→ What is needed
Quote the data below word for word, leaving out the pictures.

→ Material to process
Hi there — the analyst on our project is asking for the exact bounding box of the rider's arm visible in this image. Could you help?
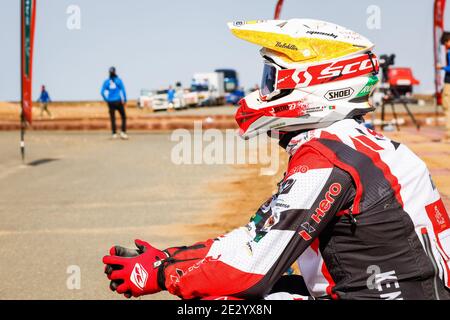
[158,148,354,299]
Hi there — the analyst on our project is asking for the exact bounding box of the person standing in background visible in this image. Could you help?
[38,85,53,119]
[101,67,128,139]
[167,86,175,110]
[436,32,450,143]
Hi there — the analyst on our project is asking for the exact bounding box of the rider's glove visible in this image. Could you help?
[103,240,167,298]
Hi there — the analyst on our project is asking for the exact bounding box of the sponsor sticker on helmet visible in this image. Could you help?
[356,76,378,98]
[325,88,355,101]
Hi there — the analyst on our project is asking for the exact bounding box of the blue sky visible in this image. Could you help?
[0,0,450,101]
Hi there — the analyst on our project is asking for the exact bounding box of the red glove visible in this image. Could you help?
[103,240,167,298]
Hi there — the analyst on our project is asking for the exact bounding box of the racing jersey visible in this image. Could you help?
[158,119,450,299]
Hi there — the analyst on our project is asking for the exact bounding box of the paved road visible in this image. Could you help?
[0,132,232,299]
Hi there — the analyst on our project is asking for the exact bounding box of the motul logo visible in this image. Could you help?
[130,263,148,290]
[311,182,342,223]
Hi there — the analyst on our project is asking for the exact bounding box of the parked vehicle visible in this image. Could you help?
[138,89,186,111]
[191,72,225,106]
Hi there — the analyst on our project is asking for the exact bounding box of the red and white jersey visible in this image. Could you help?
[159,119,450,299]
[287,120,450,296]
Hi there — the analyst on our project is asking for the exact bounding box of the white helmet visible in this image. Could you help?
[228,19,379,138]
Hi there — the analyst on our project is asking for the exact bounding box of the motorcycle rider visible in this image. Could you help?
[103,19,450,299]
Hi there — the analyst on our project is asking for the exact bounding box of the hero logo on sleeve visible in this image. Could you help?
[325,88,355,101]
[130,263,148,290]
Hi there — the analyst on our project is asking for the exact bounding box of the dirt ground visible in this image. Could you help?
[204,127,450,239]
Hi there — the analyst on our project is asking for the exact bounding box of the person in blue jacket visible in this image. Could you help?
[101,67,128,139]
[167,86,175,109]
[38,85,53,119]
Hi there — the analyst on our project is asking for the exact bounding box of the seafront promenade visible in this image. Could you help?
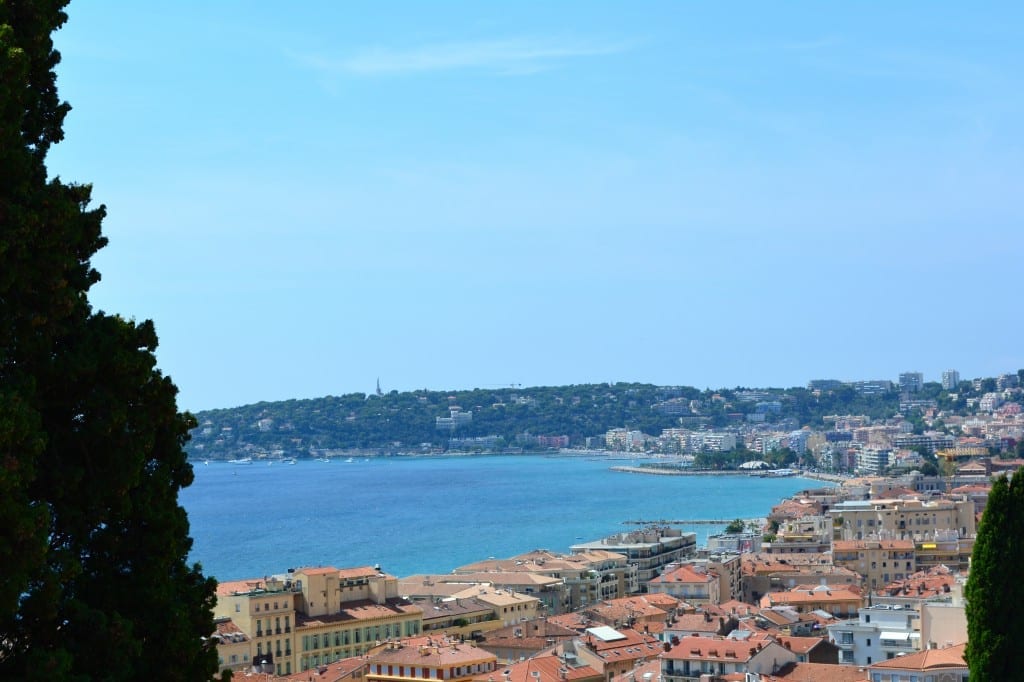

→ Problem solution
Hi there — the analyst on our project is asking for the exact bounding box of the rider's arm visible in this image. Could you help?
[158,148,354,299]
Hi there — the analyst on our project is asking for the exact bounding box of the person standing in background visible in this image. Could you help?
[38,85,53,119]
[101,67,128,139]
[167,86,175,110]
[436,32,450,143]
Hi there — the analyst on our project is asking for the exact bounding box of the rider's glove visible in this image. Could you help?
[103,240,167,298]
Hi there — the analyst on our project is asking for the exact bounding box of the sponsor sticker on helmet visible in this image. Could you help?
[356,76,378,98]
[325,88,355,101]
Hi there — the analyst on our project is asking for the exact bounding box of the blue sky visible in this image. Could you help?
[0,0,450,101]
Hi there — the analyst on our project is asking for the exact bounding box of the red glove visible in this image. Could you help?
[103,240,167,298]
Hi there — the analyst on our project is asking for the exact bounding box of the racing jersey visible in this image. Could you help?
[158,119,450,299]
Hi there — the analyst on our project is asking for the exact bounding box of the paved road visible in this image. Could you help?
[0,132,232,299]
Hi there — the analyst on our project is asking for the exact bounding box of the motul logo visible in this image. Could you help?
[130,263,148,290]
[311,182,342,223]
Hi there — the analyst on our project is asking for the exact bounding box of the parked vehicle visible in this image. Could you help?
[138,89,186,111]
[191,72,225,106]
Hi there — the analyst on our project is asking for the exact bounding box of the red and white jersey visible in this image. Could you help?
[159,119,450,299]
[287,120,450,296]
Hi there — the analyst on our project is asking for the exact bounding box of the white helmet visible in this image. Could you help?
[228,19,379,138]
Hi there — the analyst on our project is asking for the exact bounding box of the motorcycle rider visible in this image. Could you help?
[103,19,450,299]
Hi there — the analyst on our project is asking for the exact bounding box of the hero logo on sleeve visible in this image. Could you help?
[325,88,355,101]
[130,263,148,290]
Hi there — the analyst on our project is asking for the exact bounding box of the dirt ground visible in this image. Could you help?
[204,127,450,239]
Hi there — the analyst on our project is asking for the exact bounding box of the person in blue jacket visible in this image. Could you help?
[101,67,128,139]
[167,86,175,109]
[38,85,53,119]
Hi there — the analyst on our project is asking for the exact bounding box of the seafront promenade visible in this image. Could you help?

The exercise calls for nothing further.